Show each line of the records below where the word "fishing" occurs.

Extracted information:

"""

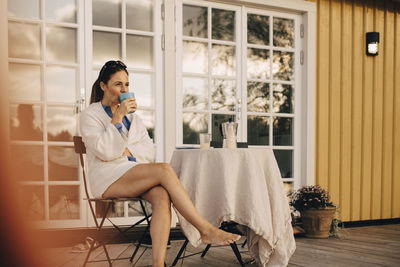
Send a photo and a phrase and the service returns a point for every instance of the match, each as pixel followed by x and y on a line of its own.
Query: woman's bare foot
pixel 216 236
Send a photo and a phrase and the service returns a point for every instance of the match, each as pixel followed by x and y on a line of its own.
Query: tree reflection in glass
pixel 282 66
pixel 194 21
pixel 257 97
pixel 33 198
pixel 223 25
pixel 216 120
pixel 63 164
pixel 26 122
pixel 195 57
pixel 223 95
pixel 284 32
pixel 64 202
pixel 147 118
pixel 258 130
pixel 284 158
pixel 193 124
pixel 258 63
pixel 257 29
pixel 223 60
pixel 27 163
pixel 283 101
pixel 283 131
pixel 61 123
pixel 195 93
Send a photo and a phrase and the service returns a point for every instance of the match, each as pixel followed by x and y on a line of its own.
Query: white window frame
pixel 306 111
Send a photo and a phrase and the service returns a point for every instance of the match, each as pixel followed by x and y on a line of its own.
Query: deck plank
pixel 362 246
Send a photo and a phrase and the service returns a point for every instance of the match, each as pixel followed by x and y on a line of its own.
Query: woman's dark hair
pixel 109 68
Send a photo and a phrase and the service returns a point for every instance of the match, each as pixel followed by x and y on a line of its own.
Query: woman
pixel 120 153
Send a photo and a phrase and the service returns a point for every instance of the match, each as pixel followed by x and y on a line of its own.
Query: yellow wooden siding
pixel 358 108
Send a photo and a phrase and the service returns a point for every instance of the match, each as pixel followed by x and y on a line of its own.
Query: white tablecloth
pixel 241 185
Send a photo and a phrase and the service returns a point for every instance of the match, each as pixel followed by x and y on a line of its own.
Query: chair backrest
pixel 81 149
pixel 218 144
pixel 79 145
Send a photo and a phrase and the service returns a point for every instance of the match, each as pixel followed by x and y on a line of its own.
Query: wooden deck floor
pixel 362 246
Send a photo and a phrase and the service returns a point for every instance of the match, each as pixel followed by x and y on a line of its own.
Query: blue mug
pixel 126 95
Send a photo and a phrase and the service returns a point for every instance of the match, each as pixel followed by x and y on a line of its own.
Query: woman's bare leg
pixel 142 177
pixel 160 222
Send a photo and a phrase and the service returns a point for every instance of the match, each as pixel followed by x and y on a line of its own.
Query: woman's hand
pixel 128 105
pixel 124 108
pixel 127 152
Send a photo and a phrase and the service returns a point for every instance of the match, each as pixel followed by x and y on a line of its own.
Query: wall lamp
pixel 372 43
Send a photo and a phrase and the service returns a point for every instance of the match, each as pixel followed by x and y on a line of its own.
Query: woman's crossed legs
pixel 158 183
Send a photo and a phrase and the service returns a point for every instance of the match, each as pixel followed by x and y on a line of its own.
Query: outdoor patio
pixel 361 246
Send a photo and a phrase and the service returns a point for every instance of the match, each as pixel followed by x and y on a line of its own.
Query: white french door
pixel 241 64
pixel 56 49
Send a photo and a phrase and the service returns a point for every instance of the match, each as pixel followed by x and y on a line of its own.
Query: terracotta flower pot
pixel 317 222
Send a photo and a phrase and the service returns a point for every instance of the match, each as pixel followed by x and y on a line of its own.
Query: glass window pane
pixel 258 63
pixel 139 51
pixel 284 32
pixel 258 130
pixel 195 93
pixel 27 163
pixel 194 21
pixel 61 44
pixel 283 131
pixel 148 119
pixel 106 46
pixel 283 98
pixel 223 95
pixel 24 82
pixel 257 97
pixel 223 25
pixel 61 123
pixel 61 84
pixel 64 202
pixel 257 29
pixel 63 164
pixel 26 122
pixel 216 120
pixel 284 159
pixel 139 15
pixel 195 57
pixel 289 188
pixel 223 60
pixel 283 66
pixel 134 208
pixel 24 40
pixel 193 124
pixel 142 85
pixel 107 13
pixel 61 10
pixel 29 9
pixel 33 199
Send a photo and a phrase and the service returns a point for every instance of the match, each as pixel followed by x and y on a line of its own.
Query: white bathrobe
pixel 105 146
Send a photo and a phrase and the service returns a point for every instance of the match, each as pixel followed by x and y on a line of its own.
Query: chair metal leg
pixel 146 217
pixel 139 243
pixel 205 250
pixel 244 243
pixel 237 253
pixel 88 254
pixel 180 253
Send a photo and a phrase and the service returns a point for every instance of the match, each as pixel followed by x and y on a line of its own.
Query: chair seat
pixel 120 199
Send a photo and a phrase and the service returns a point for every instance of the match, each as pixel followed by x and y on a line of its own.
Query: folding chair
pixel 81 149
pixel 226 226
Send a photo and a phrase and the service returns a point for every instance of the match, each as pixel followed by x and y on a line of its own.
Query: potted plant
pixel 316 210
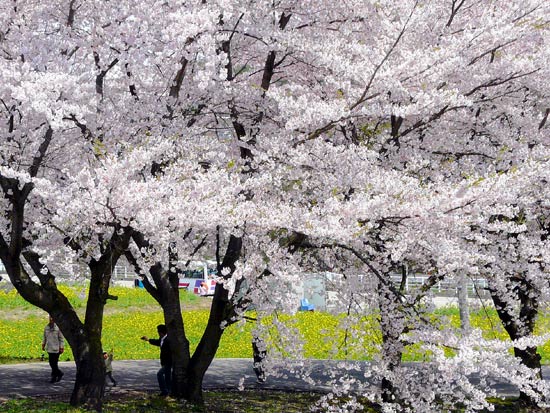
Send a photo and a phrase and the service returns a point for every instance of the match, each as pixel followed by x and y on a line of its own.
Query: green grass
pixel 135 314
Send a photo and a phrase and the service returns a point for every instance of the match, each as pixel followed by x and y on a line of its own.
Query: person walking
pixel 164 375
pixel 108 357
pixel 53 343
pixel 259 353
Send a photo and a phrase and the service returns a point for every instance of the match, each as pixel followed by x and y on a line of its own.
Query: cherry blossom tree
pixel 352 124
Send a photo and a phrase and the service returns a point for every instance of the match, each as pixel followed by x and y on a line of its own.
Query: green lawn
pixel 135 314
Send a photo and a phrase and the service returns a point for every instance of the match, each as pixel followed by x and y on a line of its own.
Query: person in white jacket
pixel 53 343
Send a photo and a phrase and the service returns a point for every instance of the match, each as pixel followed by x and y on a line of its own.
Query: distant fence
pixel 447 288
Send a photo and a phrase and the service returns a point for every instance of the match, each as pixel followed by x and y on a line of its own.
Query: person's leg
pixel 53 359
pixel 53 365
pixel 168 378
pixel 161 377
pixel 110 375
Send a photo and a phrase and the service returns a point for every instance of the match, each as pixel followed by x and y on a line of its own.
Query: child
pixel 108 357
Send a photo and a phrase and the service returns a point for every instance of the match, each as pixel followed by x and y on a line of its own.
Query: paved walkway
pixel 32 379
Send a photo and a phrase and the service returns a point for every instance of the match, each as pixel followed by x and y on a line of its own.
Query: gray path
pixel 20 380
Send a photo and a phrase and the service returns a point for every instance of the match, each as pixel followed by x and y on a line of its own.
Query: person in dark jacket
pixel 164 375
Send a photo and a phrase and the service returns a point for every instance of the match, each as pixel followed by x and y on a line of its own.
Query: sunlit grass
pixel 135 314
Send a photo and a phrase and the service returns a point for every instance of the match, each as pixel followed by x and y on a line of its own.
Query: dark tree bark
pixel 189 371
pixel 392 346
pixel 84 338
pixel 521 325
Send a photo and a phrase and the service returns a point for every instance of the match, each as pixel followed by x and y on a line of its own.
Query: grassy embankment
pixel 135 314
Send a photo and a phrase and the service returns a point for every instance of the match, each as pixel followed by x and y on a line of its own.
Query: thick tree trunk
pixel 521 326
pixel 178 341
pixel 89 386
pixel 392 348
pixel 463 307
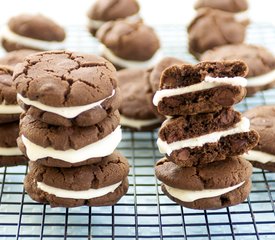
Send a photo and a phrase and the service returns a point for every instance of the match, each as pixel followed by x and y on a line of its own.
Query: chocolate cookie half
pixel 212 186
pixel 99 184
pixel 262 119
pixel 203 138
pixel 59 146
pixel 65 88
pixel 205 87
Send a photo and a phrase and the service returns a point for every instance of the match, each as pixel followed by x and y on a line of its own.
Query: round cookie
pixel 99 184
pixel 27 31
pixel 65 88
pixel 123 44
pixel 59 146
pixel 9 109
pixel 103 11
pixel 135 109
pixel 260 62
pixel 262 119
pixel 224 29
pixel 10 155
pixel 212 186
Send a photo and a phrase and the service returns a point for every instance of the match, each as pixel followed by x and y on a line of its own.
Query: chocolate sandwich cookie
pixel 60 146
pixel 9 109
pixel 17 56
pixel 135 109
pixel 10 155
pixel 205 87
pixel 99 184
pixel 262 119
pixel 260 62
pixel 103 11
pixel 124 45
pixel 27 31
pixel 65 88
pixel 203 138
pixel 212 186
pixel 212 28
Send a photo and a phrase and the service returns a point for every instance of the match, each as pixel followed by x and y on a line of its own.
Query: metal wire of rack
pixel 144 213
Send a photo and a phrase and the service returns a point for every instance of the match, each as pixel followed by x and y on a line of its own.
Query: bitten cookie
pixel 135 109
pixel 99 184
pixel 103 11
pixel 212 186
pixel 129 45
pixel 205 87
pixel 59 146
pixel 26 31
pixel 260 62
pixel 65 88
pixel 203 138
pixel 212 28
pixel 9 109
pixel 262 119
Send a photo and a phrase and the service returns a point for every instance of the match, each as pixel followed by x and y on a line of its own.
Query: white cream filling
pixel 261 80
pixel 258 156
pixel 67 112
pixel 129 63
pixel 191 196
pixel 138 124
pixel 96 24
pixel 164 147
pixel 101 148
pixel 10 109
pixel 30 42
pixel 12 151
pixel 85 194
pixel 207 83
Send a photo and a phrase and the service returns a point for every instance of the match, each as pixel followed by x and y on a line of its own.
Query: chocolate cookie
pixel 223 26
pixel 99 184
pixel 65 88
pixel 203 138
pixel 262 119
pixel 124 44
pixel 26 31
pixel 260 62
pixel 212 186
pixel 9 109
pixel 103 11
pixel 205 87
pixel 10 155
pixel 59 146
pixel 135 109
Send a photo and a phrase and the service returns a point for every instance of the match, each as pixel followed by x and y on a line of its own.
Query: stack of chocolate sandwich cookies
pixel 70 129
pixel 204 136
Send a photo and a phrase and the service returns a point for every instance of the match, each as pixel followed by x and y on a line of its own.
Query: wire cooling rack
pixel 144 212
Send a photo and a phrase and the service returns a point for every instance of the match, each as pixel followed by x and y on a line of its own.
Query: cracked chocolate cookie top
pixel 110 170
pixel 258 59
pixel 212 28
pixel 130 41
pixel 225 5
pixel 65 79
pixel 107 10
pixel 220 174
pixel 37 27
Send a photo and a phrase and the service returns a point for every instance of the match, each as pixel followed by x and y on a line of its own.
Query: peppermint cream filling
pixel 207 83
pixel 258 156
pixel 168 148
pixel 101 148
pixel 193 195
pixel 84 194
pixel 31 42
pixel 67 112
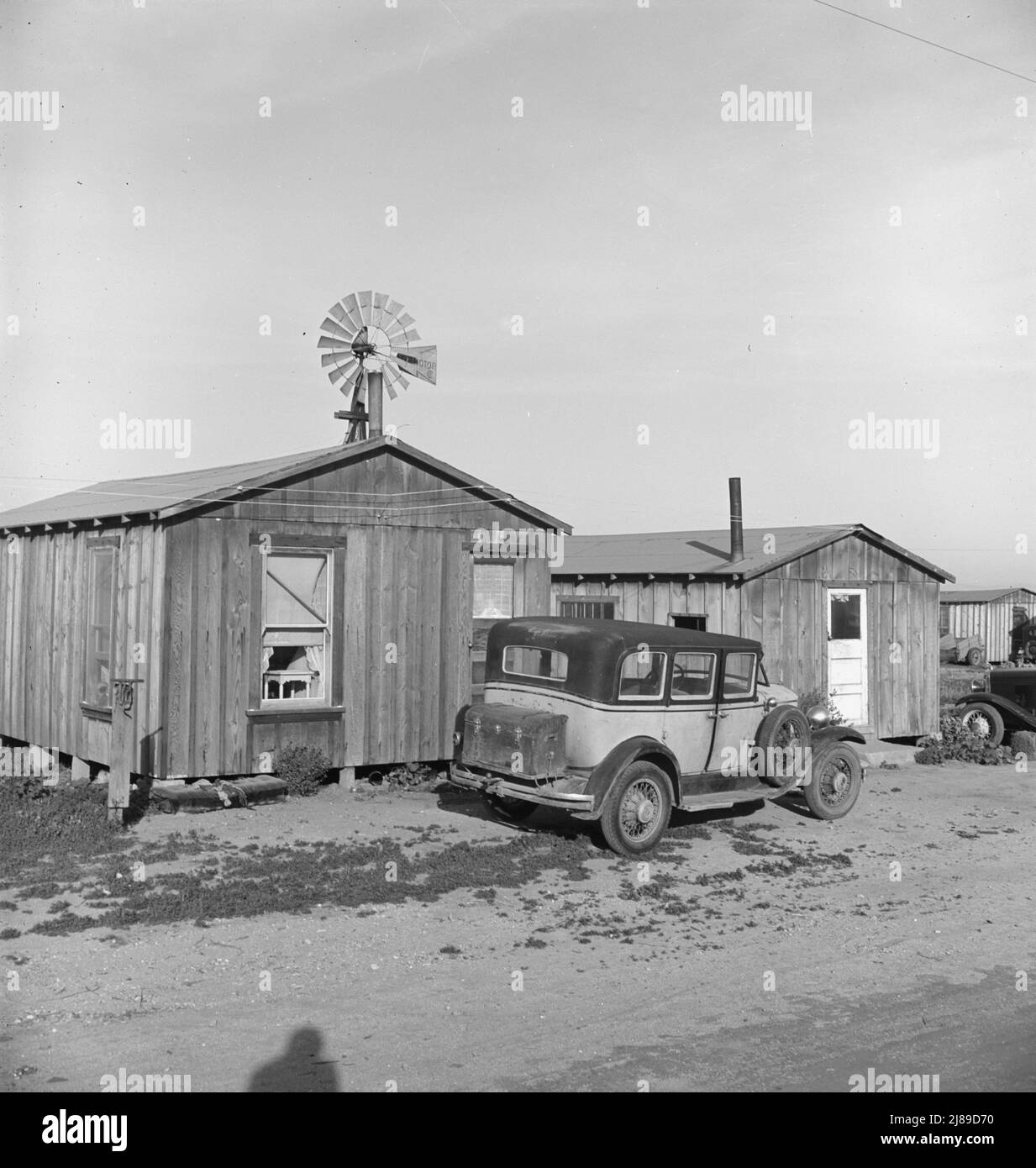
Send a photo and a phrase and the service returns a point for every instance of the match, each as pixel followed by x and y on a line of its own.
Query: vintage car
pixel 1006 701
pixel 618 722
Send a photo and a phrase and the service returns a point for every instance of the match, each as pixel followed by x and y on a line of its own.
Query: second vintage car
pixel 618 722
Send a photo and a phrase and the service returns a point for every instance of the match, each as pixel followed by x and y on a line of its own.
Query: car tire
pixel 835 781
pixel 637 809
pixel 509 811
pixel 781 728
pixel 984 722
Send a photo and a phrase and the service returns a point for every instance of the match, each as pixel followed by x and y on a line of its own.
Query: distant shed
pixel 1001 617
pixel 323 598
pixel 838 608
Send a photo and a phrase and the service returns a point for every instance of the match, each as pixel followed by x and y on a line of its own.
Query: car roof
pixel 563 632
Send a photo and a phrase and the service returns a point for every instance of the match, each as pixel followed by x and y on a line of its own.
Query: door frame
pixel 862 592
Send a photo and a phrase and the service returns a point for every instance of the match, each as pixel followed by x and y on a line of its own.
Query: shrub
pixel 955 742
pixel 36 820
pixel 304 769
pixel 818 697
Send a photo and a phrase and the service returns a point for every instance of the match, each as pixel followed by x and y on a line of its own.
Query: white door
pixel 847 652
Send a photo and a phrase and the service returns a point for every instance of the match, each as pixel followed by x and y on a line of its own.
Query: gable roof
pixel 165 496
pixel 980 596
pixel 706 553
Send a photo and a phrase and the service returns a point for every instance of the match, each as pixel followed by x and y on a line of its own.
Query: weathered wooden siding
pixel 44 637
pixel 786 611
pixel 993 620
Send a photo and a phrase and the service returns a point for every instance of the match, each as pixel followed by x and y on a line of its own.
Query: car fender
pixel 619 757
pixel 835 734
pixel 1015 718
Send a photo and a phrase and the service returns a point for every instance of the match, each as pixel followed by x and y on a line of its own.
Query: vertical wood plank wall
pixel 187 608
pixel 44 639
pixel 785 610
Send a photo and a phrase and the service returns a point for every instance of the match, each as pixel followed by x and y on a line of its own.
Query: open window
pixel 297 634
pixel 641 676
pixel 101 604
pixel 739 676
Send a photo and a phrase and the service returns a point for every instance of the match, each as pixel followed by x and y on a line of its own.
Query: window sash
pixel 305 677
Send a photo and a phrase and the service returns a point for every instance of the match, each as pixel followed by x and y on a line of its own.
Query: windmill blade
pixel 419 361
pixel 377 312
pixel 352 306
pixel 340 358
pixel 334 329
pixel 341 314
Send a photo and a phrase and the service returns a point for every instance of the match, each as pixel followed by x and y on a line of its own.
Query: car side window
pixel 694 676
pixel 641 676
pixel 739 676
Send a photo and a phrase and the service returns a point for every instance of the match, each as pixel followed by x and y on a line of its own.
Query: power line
pixel 933 45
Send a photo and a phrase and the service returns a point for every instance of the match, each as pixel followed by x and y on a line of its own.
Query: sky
pixel 634 297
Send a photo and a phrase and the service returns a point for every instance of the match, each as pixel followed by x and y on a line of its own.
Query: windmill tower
pixel 368 345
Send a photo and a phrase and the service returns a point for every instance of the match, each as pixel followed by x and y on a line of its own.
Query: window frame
pixel 714 677
pixel 750 697
pixel 283 704
pixel 610 601
pixel 643 697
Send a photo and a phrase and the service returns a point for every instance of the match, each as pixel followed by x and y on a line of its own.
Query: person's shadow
pixel 299 1068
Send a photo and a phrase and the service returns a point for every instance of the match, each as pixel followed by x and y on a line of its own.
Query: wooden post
pixel 120 752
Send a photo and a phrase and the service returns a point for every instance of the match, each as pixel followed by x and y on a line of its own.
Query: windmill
pixel 368 344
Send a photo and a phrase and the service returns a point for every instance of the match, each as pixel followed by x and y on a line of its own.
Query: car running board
pixel 715 799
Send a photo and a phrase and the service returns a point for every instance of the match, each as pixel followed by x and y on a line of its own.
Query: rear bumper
pixel 547 793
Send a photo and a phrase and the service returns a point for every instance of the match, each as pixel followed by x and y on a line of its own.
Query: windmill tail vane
pixel 368 342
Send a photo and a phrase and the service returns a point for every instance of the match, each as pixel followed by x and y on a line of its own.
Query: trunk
pixel 509 739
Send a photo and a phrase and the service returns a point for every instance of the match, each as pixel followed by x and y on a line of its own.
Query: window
pixel 643 674
pixel 578 608
pixel 697 620
pixel 739 676
pixel 526 661
pixel 101 599
pixel 296 626
pixel 493 592
pixel 844 617
pixel 694 676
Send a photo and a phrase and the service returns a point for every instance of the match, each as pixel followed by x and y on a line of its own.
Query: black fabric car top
pixel 595 649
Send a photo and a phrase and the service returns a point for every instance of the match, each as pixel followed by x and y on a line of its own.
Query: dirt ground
pixel 766 951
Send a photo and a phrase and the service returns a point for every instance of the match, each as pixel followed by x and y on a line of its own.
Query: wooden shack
pixel 1001 617
pixel 841 608
pixel 323 598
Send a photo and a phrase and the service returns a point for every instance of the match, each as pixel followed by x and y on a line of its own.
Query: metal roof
pixel 171 494
pixel 707 553
pixel 980 596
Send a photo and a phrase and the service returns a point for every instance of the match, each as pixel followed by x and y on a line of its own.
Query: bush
pixel 818 697
pixel 304 769
pixel 36 820
pixel 954 742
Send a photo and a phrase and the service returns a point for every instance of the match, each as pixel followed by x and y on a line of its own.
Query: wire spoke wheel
pixel 835 781
pixel 637 809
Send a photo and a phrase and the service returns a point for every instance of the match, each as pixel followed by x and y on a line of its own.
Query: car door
pixel 689 721
pixel 739 710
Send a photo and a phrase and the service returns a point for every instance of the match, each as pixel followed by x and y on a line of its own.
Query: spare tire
pixel 783 729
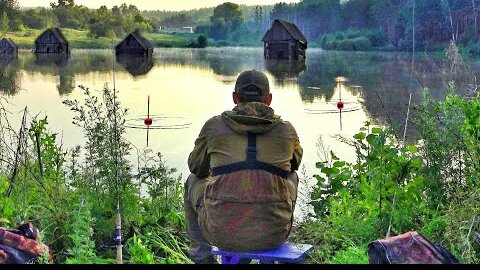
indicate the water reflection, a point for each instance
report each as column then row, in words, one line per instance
column 136, row 65
column 285, row 71
column 381, row 78
column 8, row 77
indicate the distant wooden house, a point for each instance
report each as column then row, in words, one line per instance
column 7, row 46
column 134, row 43
column 136, row 65
column 52, row 41
column 284, row 41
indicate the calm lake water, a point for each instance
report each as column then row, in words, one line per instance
column 188, row 86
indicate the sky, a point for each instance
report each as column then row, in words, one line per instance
column 154, row 4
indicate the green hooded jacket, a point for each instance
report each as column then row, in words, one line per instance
column 247, row 209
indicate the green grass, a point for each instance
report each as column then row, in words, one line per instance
column 79, row 39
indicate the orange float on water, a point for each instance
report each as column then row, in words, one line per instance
column 340, row 105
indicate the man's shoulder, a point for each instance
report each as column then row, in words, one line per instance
column 214, row 120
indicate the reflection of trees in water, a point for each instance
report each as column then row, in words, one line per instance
column 136, row 65
column 285, row 70
column 58, row 64
column 9, row 76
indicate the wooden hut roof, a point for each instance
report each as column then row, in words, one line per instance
column 291, row 28
column 10, row 42
column 141, row 40
column 56, row 33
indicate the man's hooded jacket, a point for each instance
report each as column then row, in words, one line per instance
column 246, row 209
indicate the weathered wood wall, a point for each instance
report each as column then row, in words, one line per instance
column 6, row 47
column 47, row 42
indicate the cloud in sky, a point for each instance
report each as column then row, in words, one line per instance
column 154, row 4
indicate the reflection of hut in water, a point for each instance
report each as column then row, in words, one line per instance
column 66, row 83
column 7, row 47
column 285, row 70
column 284, row 41
column 6, row 59
column 59, row 60
column 136, row 64
column 9, row 75
column 52, row 41
column 134, row 43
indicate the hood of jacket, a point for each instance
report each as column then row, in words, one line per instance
column 254, row 117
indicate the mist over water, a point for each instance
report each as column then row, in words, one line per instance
column 188, row 86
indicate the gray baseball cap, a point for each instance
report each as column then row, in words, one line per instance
column 252, row 83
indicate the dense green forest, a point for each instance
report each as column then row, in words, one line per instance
column 431, row 185
column 331, row 24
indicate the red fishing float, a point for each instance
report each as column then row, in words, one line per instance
column 148, row 121
column 340, row 105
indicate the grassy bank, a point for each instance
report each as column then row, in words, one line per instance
column 80, row 39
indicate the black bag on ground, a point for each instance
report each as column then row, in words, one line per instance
column 21, row 245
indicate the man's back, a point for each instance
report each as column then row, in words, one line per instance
column 249, row 202
column 243, row 187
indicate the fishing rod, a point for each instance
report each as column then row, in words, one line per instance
column 118, row 216
column 403, row 143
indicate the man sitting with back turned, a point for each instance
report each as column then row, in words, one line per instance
column 241, row 193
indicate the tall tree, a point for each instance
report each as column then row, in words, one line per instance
column 4, row 22
column 226, row 18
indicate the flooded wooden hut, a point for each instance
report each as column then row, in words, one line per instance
column 134, row 43
column 52, row 41
column 7, row 46
column 136, row 64
column 284, row 41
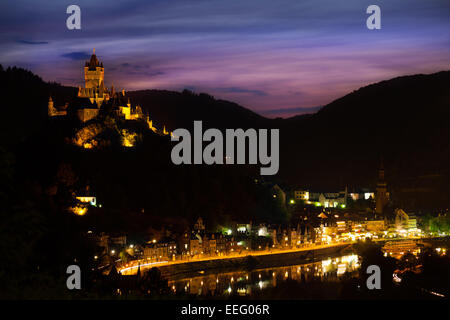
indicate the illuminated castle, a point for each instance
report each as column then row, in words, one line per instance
column 95, row 97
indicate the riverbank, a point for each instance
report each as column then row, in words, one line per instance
column 253, row 261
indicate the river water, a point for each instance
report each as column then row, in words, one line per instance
column 248, row 283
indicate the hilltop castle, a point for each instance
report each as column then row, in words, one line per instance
column 95, row 97
column 382, row 196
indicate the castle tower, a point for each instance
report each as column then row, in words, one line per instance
column 382, row 195
column 51, row 108
column 94, row 73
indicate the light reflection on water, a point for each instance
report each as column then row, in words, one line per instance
column 245, row 282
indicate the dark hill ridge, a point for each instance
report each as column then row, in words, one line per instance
column 180, row 109
column 405, row 120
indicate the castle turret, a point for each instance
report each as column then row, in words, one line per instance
column 94, row 72
column 51, row 108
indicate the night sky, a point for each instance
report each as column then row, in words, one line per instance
column 276, row 57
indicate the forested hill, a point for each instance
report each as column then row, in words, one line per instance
column 404, row 120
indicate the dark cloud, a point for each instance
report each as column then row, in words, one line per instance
column 32, row 42
column 76, row 55
column 241, row 90
column 291, row 111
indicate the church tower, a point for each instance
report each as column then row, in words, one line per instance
column 382, row 194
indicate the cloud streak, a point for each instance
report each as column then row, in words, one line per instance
column 265, row 55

"""

Response area:
indicate the red fishing float, a point for each instance
indicate the fishing rod, a point for each instance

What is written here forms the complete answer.